Your task = Exact copies of all the entries are required.

Extracted records =
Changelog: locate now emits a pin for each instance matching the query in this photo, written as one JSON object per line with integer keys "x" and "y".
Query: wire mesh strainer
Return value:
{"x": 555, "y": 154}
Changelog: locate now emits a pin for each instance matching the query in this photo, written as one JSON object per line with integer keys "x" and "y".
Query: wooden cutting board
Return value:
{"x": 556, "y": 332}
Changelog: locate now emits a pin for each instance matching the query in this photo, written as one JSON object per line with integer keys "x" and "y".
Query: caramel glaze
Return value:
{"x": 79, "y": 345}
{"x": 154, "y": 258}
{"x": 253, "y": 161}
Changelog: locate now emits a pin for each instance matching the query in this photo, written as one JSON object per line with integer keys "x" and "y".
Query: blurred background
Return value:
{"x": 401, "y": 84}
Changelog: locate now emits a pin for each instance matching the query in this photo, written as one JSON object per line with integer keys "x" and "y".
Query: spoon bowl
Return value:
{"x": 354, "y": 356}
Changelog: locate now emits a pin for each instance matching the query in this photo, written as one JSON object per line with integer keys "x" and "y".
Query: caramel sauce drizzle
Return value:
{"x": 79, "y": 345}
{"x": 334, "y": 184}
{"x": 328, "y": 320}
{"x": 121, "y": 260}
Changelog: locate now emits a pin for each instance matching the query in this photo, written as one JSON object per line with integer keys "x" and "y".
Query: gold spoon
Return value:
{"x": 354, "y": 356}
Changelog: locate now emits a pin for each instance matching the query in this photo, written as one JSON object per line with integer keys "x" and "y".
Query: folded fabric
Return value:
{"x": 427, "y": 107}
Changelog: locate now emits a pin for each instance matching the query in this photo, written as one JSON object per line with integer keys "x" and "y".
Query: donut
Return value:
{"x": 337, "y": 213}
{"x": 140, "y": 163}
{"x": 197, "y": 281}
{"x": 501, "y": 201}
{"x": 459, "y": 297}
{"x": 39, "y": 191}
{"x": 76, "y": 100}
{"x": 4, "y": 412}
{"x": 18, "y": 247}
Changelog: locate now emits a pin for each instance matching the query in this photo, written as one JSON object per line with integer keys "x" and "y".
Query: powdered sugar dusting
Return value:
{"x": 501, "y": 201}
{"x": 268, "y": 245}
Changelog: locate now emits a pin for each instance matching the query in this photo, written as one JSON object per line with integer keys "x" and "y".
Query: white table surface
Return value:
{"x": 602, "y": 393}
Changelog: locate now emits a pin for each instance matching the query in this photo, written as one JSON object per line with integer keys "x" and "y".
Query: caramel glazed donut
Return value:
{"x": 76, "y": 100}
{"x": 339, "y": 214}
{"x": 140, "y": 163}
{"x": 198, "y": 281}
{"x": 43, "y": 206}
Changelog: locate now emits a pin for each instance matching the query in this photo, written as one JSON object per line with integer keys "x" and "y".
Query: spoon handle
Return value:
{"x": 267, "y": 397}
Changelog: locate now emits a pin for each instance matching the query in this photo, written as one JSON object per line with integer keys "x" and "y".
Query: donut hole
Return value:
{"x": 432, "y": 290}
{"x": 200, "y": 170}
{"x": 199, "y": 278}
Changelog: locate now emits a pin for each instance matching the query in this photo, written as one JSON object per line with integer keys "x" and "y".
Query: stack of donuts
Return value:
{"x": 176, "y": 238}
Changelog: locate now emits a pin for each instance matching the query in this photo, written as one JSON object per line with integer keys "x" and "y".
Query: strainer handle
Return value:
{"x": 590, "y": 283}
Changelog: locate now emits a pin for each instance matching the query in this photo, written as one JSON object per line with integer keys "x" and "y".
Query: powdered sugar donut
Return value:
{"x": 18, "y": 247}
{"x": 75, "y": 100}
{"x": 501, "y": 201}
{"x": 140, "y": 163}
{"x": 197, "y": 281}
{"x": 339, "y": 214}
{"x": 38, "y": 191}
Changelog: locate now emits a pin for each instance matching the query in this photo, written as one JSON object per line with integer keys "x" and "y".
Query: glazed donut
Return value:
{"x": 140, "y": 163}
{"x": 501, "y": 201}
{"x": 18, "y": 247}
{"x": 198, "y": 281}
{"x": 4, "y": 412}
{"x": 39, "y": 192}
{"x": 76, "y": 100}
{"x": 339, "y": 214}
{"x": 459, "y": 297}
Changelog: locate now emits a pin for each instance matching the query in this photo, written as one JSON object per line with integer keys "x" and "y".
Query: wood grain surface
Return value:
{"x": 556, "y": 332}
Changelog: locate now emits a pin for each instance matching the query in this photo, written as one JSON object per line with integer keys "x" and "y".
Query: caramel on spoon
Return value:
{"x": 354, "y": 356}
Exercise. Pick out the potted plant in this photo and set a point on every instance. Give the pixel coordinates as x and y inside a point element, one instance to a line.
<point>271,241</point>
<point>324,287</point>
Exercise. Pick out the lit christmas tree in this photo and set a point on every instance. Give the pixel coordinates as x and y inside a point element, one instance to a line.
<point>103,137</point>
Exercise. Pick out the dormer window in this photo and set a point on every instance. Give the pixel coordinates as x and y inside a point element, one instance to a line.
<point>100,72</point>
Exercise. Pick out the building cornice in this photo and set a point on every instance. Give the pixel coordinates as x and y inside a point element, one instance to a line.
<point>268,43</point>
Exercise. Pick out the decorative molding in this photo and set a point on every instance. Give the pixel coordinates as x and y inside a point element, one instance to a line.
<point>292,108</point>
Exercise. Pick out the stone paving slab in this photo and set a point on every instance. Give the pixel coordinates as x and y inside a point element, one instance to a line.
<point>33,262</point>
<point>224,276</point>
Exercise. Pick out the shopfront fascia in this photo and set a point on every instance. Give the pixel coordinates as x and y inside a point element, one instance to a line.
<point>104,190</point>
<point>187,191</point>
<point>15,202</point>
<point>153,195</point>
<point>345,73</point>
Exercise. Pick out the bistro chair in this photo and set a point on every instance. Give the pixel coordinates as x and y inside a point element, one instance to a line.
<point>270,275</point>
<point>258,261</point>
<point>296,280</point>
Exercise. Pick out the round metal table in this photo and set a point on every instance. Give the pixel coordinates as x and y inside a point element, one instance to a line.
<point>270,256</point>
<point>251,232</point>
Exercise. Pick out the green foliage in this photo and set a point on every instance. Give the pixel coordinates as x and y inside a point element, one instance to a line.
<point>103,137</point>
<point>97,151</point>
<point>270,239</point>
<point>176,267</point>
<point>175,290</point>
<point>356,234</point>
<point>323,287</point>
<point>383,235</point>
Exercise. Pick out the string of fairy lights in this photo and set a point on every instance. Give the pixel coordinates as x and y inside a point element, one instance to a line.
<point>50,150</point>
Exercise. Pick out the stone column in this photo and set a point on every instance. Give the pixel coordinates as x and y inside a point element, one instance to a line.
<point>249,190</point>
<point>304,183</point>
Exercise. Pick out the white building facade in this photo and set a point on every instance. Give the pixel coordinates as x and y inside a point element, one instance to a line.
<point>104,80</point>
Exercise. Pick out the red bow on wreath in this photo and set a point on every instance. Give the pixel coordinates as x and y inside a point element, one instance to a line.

Worked solution =
Changelog: locate now emits a pin for each instance matching the query in this photo, written as one JSON object per line with integer keys "x" and "y".
Query: wire mesh strainer
Return value:
{"x": 555, "y": 154}
Changelog: locate now emits a pin for each instance matching the query in this photo, written as one JSON object per line with integer keys "x" and "y".
Query: wooden cutting board
Return value:
{"x": 556, "y": 332}
Changelog: locate now emits a pin for each instance matching the query in this photo, written as one JSON object per line with integer keys "x" and "y".
Query: caramel glaze
Return value:
{"x": 79, "y": 345}
{"x": 154, "y": 258}
{"x": 253, "y": 161}
Changelog: locate now emits a pin for each instance matching the query in this photo, written as one JSON object per line with integer keys "x" and "y".
Query: blurred background
Return value:
{"x": 401, "y": 84}
Changelog: locate now emits a pin for each instance matching the query in this photo, written as one JSON object per line with integer keys "x" and "y".
Query: spoon bowl
Return value:
{"x": 354, "y": 356}
Changelog: locate now emits a pin for each instance matching the query in this photo, written as one JSON object per line with integer keys "x" and "y".
Query: caramel sauce drizzle
Return value:
{"x": 79, "y": 345}
{"x": 334, "y": 184}
{"x": 328, "y": 320}
{"x": 121, "y": 260}
Changelog: locate now emits a pin for each instance matching the query in this photo, written as one JSON object per line with integer keys "x" and "y".
Query: gold spoon
Return value:
{"x": 354, "y": 356}
Changelog: locate now emits a pin for each instance matching the query in this photo, written as one JSON object per line with integer keys "x" and "y".
Query: folded fabric
Return value:
{"x": 427, "y": 107}
Changelog: locate now emits a pin for each instance matching the query in this photo, written as one JSON object per line with integer keys "x" and "y".
Query: donut
Return value:
{"x": 337, "y": 213}
{"x": 140, "y": 163}
{"x": 197, "y": 281}
{"x": 501, "y": 201}
{"x": 459, "y": 297}
{"x": 39, "y": 191}
{"x": 76, "y": 100}
{"x": 4, "y": 412}
{"x": 18, "y": 247}
Changelog: locate now emits a pin for each instance matching the query in this photo, written as one JSON object per line with integer keys "x" and "y".
Query: powdered sugar dusting
Return value:
{"x": 501, "y": 201}
{"x": 268, "y": 245}
Changelog: locate now emits a pin for each instance matching the query in this photo, written as one JSON object per line with integer keys "x" and "y".
Query: white table surface
Return value:
{"x": 602, "y": 393}
Changelog: locate now emits a pin for each instance matching the query in this photo, written as one JSON object per line with integer keys "x" and "y".
Query: caramel glazed donut
Return value:
{"x": 76, "y": 100}
{"x": 339, "y": 214}
{"x": 140, "y": 163}
{"x": 198, "y": 281}
{"x": 43, "y": 206}
Changelog: locate now emits a pin for each instance matching the query in this photo, written as one JSON object per line with integer keys "x" and "y".
Query: spoon handle
Return value:
{"x": 267, "y": 397}
Changelog: locate now emits a pin for each instance matching the query in this photo, written as one JSON object per line with integer keys "x" and "y".
Query: donut hole
Return value:
{"x": 432, "y": 290}
{"x": 200, "y": 170}
{"x": 199, "y": 278}
Changelog: locate now emits a pin for each instance matching the query in this photo, written as one JSON object per line with integer keys "x" and "y".
Query: stack of donuts
Return value:
{"x": 176, "y": 238}
Changelog: locate now emits a pin for each instance matching the query in this photo, written as one JSON object per line with integer keys "x" and "y".
Query: strainer handle
Return value:
{"x": 590, "y": 283}
Changelog: locate now emits a pin for each instance matching the query in this photo, written as one JSON object per line with integer keys "x" and "y".
Query: powdered sugar donut
Return value:
{"x": 18, "y": 247}
{"x": 75, "y": 100}
{"x": 501, "y": 201}
{"x": 140, "y": 163}
{"x": 197, "y": 281}
{"x": 339, "y": 214}
{"x": 38, "y": 191}
Changelog: locate now emits a pin for each instance matching the query in this photo, written as one JSON object per line with integer keys "x" and "y".
Query: glazed donut
Return value:
{"x": 140, "y": 163}
{"x": 501, "y": 201}
{"x": 18, "y": 247}
{"x": 198, "y": 281}
{"x": 4, "y": 412}
{"x": 39, "y": 192}
{"x": 76, "y": 100}
{"x": 339, "y": 214}
{"x": 459, "y": 297}
Changelog: locate now emits a pin for each instance matching the query in this photo, written as one JSON object per line with integer keys "x" and "y".
Query: wood grain surface
Return value:
{"x": 556, "y": 332}
Changelog: locate now emits a pin for each instance matching the query in this photo, written as one JSON object per line with integer keys "x" and "y".
Query: caramel on spoon
Return value:
{"x": 354, "y": 356}
Exercise. Pick out the potted plant in this photo and set a point on every instance. Give the pixel coordinates as x and y inside a point element, one instance to a line.
<point>271,241</point>
<point>324,287</point>
Exercise. Pick out the lit christmas tree in this photo and set a point on every instance. Give the pixel coordinates as x and y inside a point element, one instance to a line.
<point>103,137</point>
Exercise. Pick out the dormer window in this photo and set a point on every instance. Give the pixel coordinates as x and y inside a point element, one instance to a line.
<point>100,72</point>
Exercise. Pick out the building cornice in this photo and set a point on every instance. Give the pixel coordinates as x and y inside a point element, one instance to a line.
<point>268,43</point>
Exercise. Pick out the decorative molding in this photo and set a point on every instance. Give the pixel coordinates as x and y inside a point element, one instance to a line.
<point>292,108</point>
Exercise. Pick out the stone paving slab in this photo and set a point on every instance. Give the pixel coordinates as x and y inside a point element, one instance to a line.
<point>33,262</point>
<point>224,276</point>
Exercise. Pick out the shopfront fascia in this photo and set a point on every instance. Give the pixel coordinates as x and y inside a point element, one instance to a line.
<point>104,190</point>
<point>187,191</point>
<point>15,202</point>
<point>153,195</point>
<point>345,73</point>
Exercise. Pick out the bistro chair in this photo and set a point on every instance. Give the pixel coordinates as x and y inside a point element, one instance to a line.
<point>270,275</point>
<point>258,261</point>
<point>296,280</point>
Exercise. Pick out the round metal table in this photo and set a point on every instance. Give the pixel coordinates as x and y inside a point element, one instance to a line.
<point>270,256</point>
<point>251,232</point>
Exercise. Pick out the green foliage in this photo and set a point on every instance. Give the pixel coordinates as x and y inside a point element, one instance to a line.
<point>103,137</point>
<point>97,151</point>
<point>270,239</point>
<point>176,267</point>
<point>175,290</point>
<point>356,234</point>
<point>323,287</point>
<point>383,235</point>
Exercise. Pick out the string of fairy lights in this photo and set a point on every instance. Give the pixel coordinates as x and y inside a point element, one instance to a line.
<point>50,150</point>
Exercise. Pick out the stone column in this photo and set a point on every instance. Give the pixel coordinates as x and y inside a point element, one instance to a line.
<point>249,190</point>
<point>304,183</point>
Exercise. Pick out the white building facade in this photo and set a point on every instance. Give the pixel coordinates as x and y inside a point element, one instance to a line.
<point>104,80</point>
Exercise. Pick out the red bow on wreath in this photo and set a point on every instance. Give the pixel coordinates as x and y inside a point element, one instance to a line.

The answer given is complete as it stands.